-------- SOURCE EXTRACT --------
Cases




Shooting at Southern University

Shooting at Southern University


Victims: Denver Smith and Leonard “Douglas” Brown

Background

In the fall of 1972 at Southern University in Baton Rouge, students began protesting for better school conditions.

The students formed a group called “Students United,” and created a list of demands including better housing, food and medical services, treatment of pests in dorms, proper equipment for departments and more emphasis on the Black experience in the curriculum.

Students noted that LSU’s main campus in Baton Rouge spent $2,325 per student, while Southern spent only $1,327 per student, and that their school was losing faculty to better pay elsewhere.

The students also demanded the resignation of the university president G. Leon Netterville and thought a council system with student representation could bring about further changes in the school.

November 16

Weeks of class boycotts and protests lead the university to call in law enforcement several times and eventually police issued arrest warrants for four of the Students United leaders on November 16, 1972.

Upon learning about the arrests, hundreds of students quickly began gathering in and around the Administration Building on campus to urge President Netterville to release the students from jail.

Instead of negotiating with the students as other universities had done in similar circumstances, the administration again called in law enforcement to disperse the protestors.

Chaos ensued when a state police officer mistook a commander’s comment for an order and threw a tear gas canister toward the students.

Amidst the gas, an unidentified sheriff’s deputy fired a single buckshot that hit two students. Leonard “Douglas” Brown died instantly. Denver Smith died 30 minutes later at the hospital.

When the gas cleared, Netterville and Governor Edwin Edwards were notified and shut down the school for the rest of the semester.

Aftermath

In the following days and weeks, multiple organizations including the FBI, the state attorney general, and a group of prominent Black leaders each launched an investigation into the shooting.
-------- RECORDS SUPPLIED --------
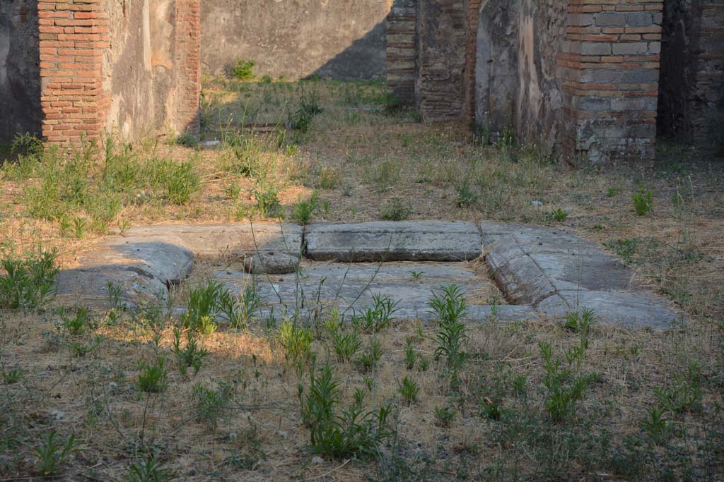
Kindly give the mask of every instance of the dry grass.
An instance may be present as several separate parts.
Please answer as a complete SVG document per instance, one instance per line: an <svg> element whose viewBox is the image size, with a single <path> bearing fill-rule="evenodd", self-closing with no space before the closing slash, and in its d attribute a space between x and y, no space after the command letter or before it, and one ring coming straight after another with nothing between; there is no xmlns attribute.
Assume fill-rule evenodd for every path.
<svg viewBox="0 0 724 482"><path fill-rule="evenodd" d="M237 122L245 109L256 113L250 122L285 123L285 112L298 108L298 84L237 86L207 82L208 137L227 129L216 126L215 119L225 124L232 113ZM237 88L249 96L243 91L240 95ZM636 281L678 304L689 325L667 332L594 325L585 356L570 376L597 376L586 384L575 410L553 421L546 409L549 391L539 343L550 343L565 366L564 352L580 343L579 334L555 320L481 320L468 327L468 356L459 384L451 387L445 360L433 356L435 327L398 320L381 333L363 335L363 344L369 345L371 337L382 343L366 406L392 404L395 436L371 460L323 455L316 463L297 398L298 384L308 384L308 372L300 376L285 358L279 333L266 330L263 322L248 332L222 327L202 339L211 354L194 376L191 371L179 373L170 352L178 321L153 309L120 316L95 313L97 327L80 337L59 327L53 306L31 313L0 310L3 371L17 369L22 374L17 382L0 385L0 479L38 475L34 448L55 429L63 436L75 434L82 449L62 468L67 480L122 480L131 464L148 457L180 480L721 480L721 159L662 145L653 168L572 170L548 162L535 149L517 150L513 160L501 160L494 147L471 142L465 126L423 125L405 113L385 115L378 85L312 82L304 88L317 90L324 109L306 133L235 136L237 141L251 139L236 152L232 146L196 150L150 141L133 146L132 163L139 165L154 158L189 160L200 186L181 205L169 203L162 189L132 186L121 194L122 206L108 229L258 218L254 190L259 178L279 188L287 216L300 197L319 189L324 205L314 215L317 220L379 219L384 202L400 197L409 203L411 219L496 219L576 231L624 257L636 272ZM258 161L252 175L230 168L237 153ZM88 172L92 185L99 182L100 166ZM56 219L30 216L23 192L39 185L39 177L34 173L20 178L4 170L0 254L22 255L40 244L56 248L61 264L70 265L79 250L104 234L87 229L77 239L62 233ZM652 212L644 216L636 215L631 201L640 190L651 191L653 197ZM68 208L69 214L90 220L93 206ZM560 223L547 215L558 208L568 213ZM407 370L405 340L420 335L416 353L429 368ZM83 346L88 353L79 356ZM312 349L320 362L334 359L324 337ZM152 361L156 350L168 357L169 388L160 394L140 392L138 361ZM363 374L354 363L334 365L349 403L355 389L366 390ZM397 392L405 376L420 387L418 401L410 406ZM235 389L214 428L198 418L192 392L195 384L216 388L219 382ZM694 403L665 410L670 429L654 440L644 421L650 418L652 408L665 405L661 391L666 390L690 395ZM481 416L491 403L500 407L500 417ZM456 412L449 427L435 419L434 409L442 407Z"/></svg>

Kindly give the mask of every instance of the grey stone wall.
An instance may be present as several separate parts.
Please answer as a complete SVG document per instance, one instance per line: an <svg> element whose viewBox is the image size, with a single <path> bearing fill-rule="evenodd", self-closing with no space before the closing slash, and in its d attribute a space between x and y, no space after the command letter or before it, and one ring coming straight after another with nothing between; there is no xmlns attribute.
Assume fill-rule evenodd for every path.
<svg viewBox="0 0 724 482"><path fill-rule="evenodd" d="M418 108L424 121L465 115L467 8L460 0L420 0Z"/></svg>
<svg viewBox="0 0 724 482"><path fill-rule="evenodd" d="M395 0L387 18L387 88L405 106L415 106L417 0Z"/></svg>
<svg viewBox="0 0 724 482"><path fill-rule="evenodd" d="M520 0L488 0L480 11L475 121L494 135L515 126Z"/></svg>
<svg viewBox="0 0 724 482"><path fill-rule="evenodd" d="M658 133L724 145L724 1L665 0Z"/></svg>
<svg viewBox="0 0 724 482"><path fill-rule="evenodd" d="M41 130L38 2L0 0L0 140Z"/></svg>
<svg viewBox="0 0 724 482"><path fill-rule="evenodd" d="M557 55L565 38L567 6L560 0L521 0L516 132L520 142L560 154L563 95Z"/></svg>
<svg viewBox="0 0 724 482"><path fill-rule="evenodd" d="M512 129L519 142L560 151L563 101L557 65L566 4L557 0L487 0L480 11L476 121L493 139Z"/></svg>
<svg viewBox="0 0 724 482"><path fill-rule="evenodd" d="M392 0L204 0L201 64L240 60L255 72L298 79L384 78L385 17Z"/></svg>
--------
PROBLEM TO WORK ON
Continue the account of the 1972 shooting at Southern University, picking up right after its last sentence.

WRITTEN REPLY
The FBI narrowed the suspect list of law enforcement at Southern that day down to nine East Baton Rouge sheriff’s deputies that were standing in front of a palm tree near the Administration Building, only 40 to 50 feet away from the students when they were shot.

The agents then turned to polygraph tests to rule out the remaining suspects, until there were three left

A state grand jury convened in March 1973 and met almost daily for four months to consider the Southern shooting and other cases, however, the panel wrapped up in July 1973 without identifying the shooter.

In 1974, a federal grand jury convened in Baton Rouge, but no indictments were forthcoming.

50 years later, the LSU Cold Case project reviewed over 2,700 FBI files and interviewed dozens of witnesses to retell the story of what happened that day. The students uncovered new information about the FBI investigation into the shooting and the suspects. As a result of the reporting, the names of the deputy suspects were revealed and some of the deputies on the scene that day, including two suspects, were interviewed.

Following the LSU Cold Case series on the shootings, which ran in publications statewide and on media sites, Louisiana Gov. John Bel Edwards apologized on behalf of the state to the victims’ families and the protestors. The governor told the student reporters that he read the stories in the series and learned for the first time the details of the tragedy.